TASK GOAL.
Rewrite every entry below with "Report" replaced by "Mark", keeping everything else unchanged.

═════ GIVEN ENTRIES ═════

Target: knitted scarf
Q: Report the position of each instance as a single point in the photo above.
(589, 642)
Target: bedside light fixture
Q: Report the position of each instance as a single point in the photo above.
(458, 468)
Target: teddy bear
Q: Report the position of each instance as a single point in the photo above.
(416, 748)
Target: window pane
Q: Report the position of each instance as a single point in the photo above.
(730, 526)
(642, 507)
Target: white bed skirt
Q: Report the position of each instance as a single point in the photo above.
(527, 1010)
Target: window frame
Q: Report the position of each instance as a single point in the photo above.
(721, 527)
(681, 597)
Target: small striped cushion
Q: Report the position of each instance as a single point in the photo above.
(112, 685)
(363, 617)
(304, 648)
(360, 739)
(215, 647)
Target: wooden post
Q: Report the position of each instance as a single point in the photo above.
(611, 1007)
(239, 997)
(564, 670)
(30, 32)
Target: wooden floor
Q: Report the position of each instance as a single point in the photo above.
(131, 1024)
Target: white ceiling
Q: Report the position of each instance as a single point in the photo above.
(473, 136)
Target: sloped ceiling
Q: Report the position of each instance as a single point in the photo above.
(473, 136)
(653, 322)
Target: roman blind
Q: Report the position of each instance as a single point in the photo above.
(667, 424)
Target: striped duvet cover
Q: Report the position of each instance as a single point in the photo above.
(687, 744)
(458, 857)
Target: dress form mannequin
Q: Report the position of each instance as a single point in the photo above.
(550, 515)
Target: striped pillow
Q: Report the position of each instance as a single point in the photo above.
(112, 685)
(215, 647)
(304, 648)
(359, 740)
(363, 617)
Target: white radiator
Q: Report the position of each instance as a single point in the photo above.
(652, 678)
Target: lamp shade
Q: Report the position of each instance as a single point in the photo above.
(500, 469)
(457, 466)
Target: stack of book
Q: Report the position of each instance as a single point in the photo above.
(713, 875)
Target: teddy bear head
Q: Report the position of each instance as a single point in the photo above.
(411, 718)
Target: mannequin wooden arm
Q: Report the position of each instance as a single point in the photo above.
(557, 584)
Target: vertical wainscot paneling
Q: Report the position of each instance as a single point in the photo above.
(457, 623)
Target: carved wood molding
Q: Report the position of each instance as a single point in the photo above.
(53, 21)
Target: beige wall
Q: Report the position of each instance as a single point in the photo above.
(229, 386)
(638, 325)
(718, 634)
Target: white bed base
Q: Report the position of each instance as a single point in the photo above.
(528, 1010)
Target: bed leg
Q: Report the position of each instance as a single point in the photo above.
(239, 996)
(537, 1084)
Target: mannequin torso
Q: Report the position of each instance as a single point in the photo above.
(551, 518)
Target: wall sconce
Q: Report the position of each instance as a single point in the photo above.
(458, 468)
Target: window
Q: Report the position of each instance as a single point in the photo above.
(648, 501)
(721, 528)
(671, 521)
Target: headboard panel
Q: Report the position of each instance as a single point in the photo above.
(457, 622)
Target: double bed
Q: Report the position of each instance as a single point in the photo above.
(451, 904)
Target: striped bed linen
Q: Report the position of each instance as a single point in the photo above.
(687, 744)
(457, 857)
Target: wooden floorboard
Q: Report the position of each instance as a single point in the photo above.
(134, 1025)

═════

SOLVED EXERCISE.
Target: knitted scarf
Q: Mark the position of each instance as a single point in the photo above.
(589, 642)
Target: bedside light fixture
Q: Mark the position of each instance as a single point in the photo above.
(458, 468)
Target: teddy bear
Q: Mark the position of each instance as a single point in the photo above.
(416, 748)
Target: window pane
Q: Mark the position of each instance as a single point in the photo above.
(730, 526)
(642, 507)
Target: white bed skirt
Q: Mark the position of each instance as a single point in the photo above.
(527, 1010)
Target: window frame
Q: Mark the position of each instance as a single point in the photo above.
(721, 527)
(681, 597)
Target: small striped cushion
Q: Mark the position of each instance as a single point in the photo above.
(112, 685)
(363, 617)
(304, 648)
(360, 739)
(215, 647)
Target: wooden post
Q: Mark the position of each instance as a single point in the photo above.
(611, 1007)
(239, 997)
(564, 670)
(30, 32)
Target: wooden floor
Q: Mark the position of each instance as a single point in the photo above.
(131, 1024)
Target: white ceiling
Q: Mark the position of each instance as a single point in the photo above.
(473, 136)
Target: sloped ceiling
Q: Mark the position of each instance as a single point in the photo above.
(473, 136)
(653, 322)
Target: roman blind
Q: Mark the position of each instance as a single point in the photo above.
(667, 424)
Target: striped duvet cover
Q: Mark the position of each instance as a single point in the photo above.
(687, 744)
(458, 857)
Target: dress form mannequin
Q: Mark the position of each instance as a single point in the photo above.
(550, 515)
Target: striped pillow
Q: Mark the position of each instance as a single point in the photo above.
(112, 685)
(215, 647)
(304, 648)
(359, 740)
(363, 617)
Target: white radiator
Q: Mark the position of each instance as a single point in the photo above.
(652, 678)
Target: lamp shade
Q: Mark the position of each instance as a single point in the photo above.
(500, 469)
(457, 466)
Target: stack of book
Q: Mark the position of each instance as a single point in the photo above.
(713, 875)
Target: teddy bear head
Q: Mark the position of each instance as a single point in the photo above.
(411, 718)
Target: mannequin wooden arm
Q: Mark the position of each instance as a single point in the photo above.
(557, 584)
Target: vertical wainscot paneling
Q: Mark the position of each instance as a single point in the photo above.
(457, 623)
Target: carved wood molding
Q: Mark the position of each instance as a single point in the photo above.
(53, 21)
Target: beige wall
Q: Mark the position of each instance as a single point in the photo above.
(229, 386)
(638, 325)
(718, 634)
Target: white bed base
Q: Mark the position of each instance as a single point in the photo above.
(528, 1010)
Target: bed leg
Q: Mark the position of each instance as a single point in the photo above.
(239, 996)
(537, 1084)
Target: mannequin torso
Q: Mark the position of each instance as a single point in the photo above.
(551, 518)
Target: wall sconce
Q: Mark the position of each instance as a single point in the photo above.
(458, 468)
Target: window
Q: Mark the position of each instance as a single point in the photo above.
(648, 501)
(721, 528)
(671, 521)
Target: headboard panel
Q: Mark the position of each instance as a single point in the photo above.
(457, 622)
Target: double bed
Q: Mark the position of each instance as a single point in the photo above.
(451, 904)
Target: striped bed linen
Q: Mark the position of each instance as a single point in the photo above.
(687, 744)
(457, 857)
Target: wooden floorboard
Q: Mark the position of each instance as a single point in the photo above.
(134, 1025)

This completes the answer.